__PROVIDED INFORMATION__:
* * * * * * * * *

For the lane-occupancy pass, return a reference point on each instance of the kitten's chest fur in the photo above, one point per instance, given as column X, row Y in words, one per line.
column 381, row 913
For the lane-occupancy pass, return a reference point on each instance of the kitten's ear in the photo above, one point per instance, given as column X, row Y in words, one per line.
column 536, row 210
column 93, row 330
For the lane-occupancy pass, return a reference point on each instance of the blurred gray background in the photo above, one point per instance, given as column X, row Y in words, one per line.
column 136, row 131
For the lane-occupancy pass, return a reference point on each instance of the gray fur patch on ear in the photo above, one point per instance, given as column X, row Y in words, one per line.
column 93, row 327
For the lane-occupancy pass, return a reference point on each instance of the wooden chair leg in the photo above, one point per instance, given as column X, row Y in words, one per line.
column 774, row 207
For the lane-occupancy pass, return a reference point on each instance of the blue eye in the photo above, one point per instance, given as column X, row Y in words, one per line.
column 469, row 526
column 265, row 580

* * * * * * * * *

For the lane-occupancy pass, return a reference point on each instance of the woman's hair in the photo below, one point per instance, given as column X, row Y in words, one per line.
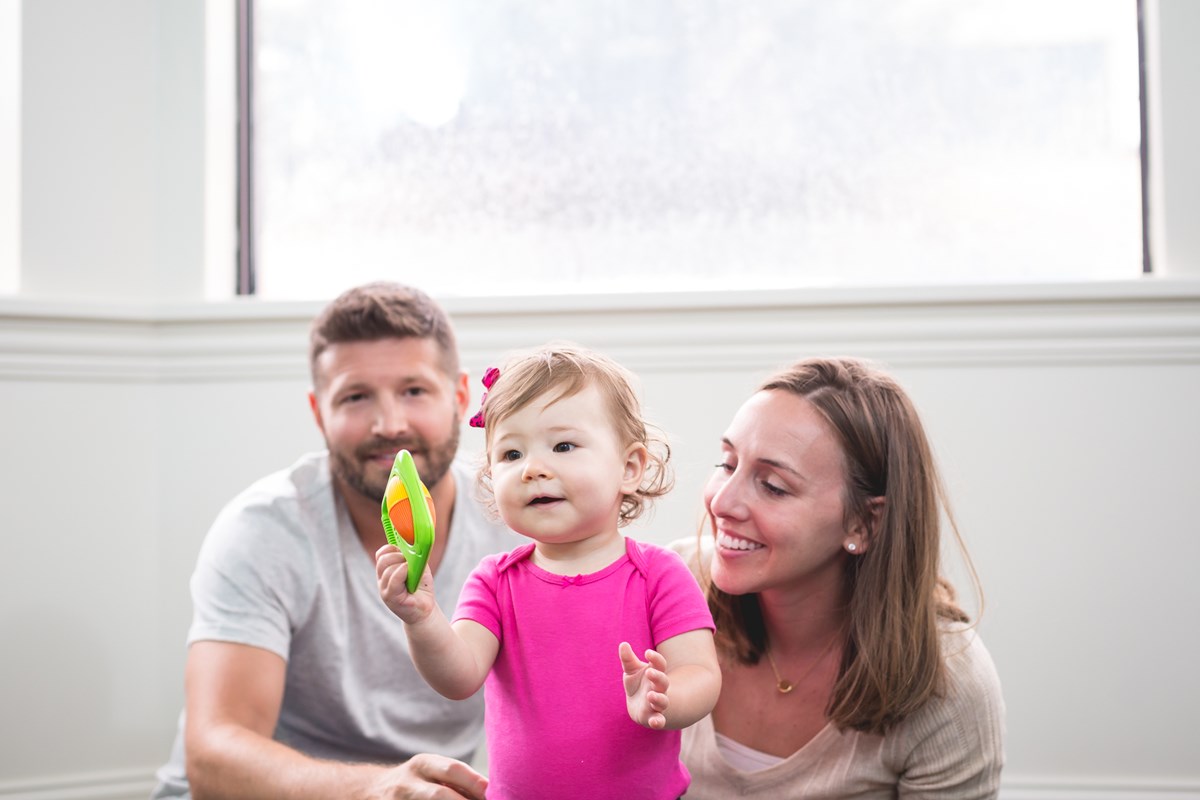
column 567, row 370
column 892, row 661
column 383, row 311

* * * * * * * * *

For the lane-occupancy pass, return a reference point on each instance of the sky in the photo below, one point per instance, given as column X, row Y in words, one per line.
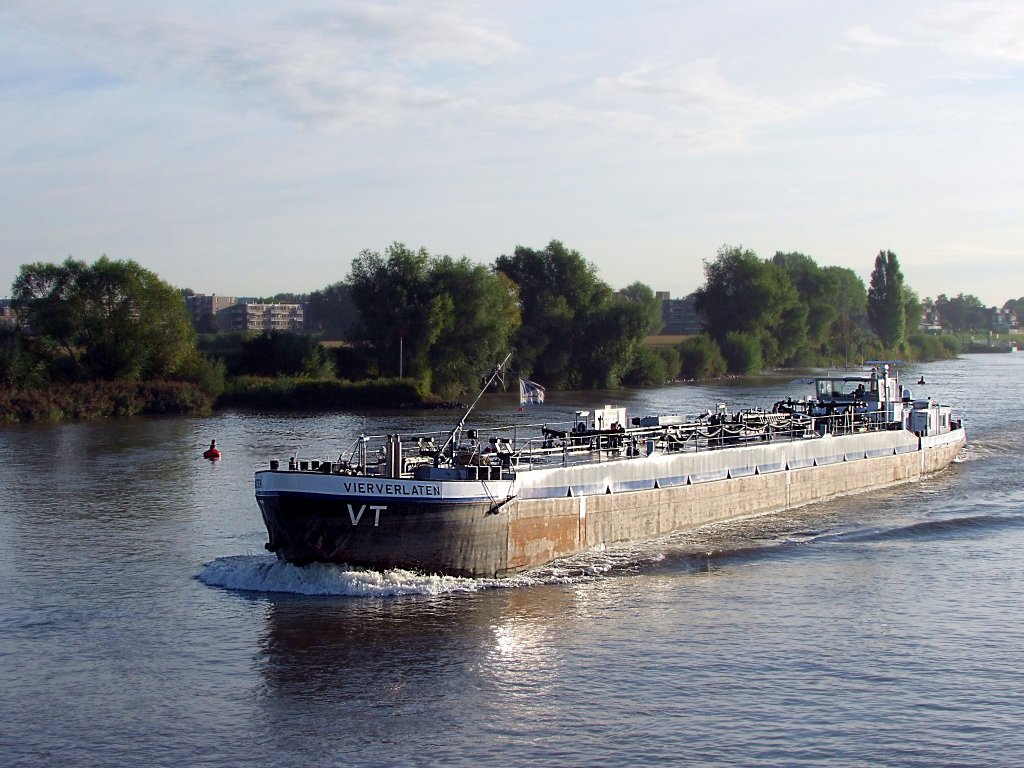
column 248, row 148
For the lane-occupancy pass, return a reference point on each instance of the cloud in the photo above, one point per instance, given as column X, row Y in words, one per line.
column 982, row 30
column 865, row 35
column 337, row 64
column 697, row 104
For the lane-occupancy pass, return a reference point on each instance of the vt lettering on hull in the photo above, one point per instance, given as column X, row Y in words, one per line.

* * * * * * * * *

__WHAT THE TASK ASKS__:
Put the lines from the one containing "of the cloud" through the one containing "the vt lettering", inclusive, into a Markdown table with the columns Row and Line, numbering each row and skipping blank lines.

__EXERCISE ANSWER__:
| Row | Line |
|---|---|
| 1 | For the lane-occupancy pass, return a reference point on each instance of the cloud in the photo above, one point per instance, given as column X, row Y in words, one per line. |
| 2 | column 982, row 30 |
| 3 | column 865, row 35 |
| 4 | column 337, row 64 |
| 5 | column 697, row 104 |
| 6 | For the lane-occupancy pass, return a reference point on each instance of the vt lettering on hull in the photo above, one point per instance, given as column X, row Y in words, one per line. |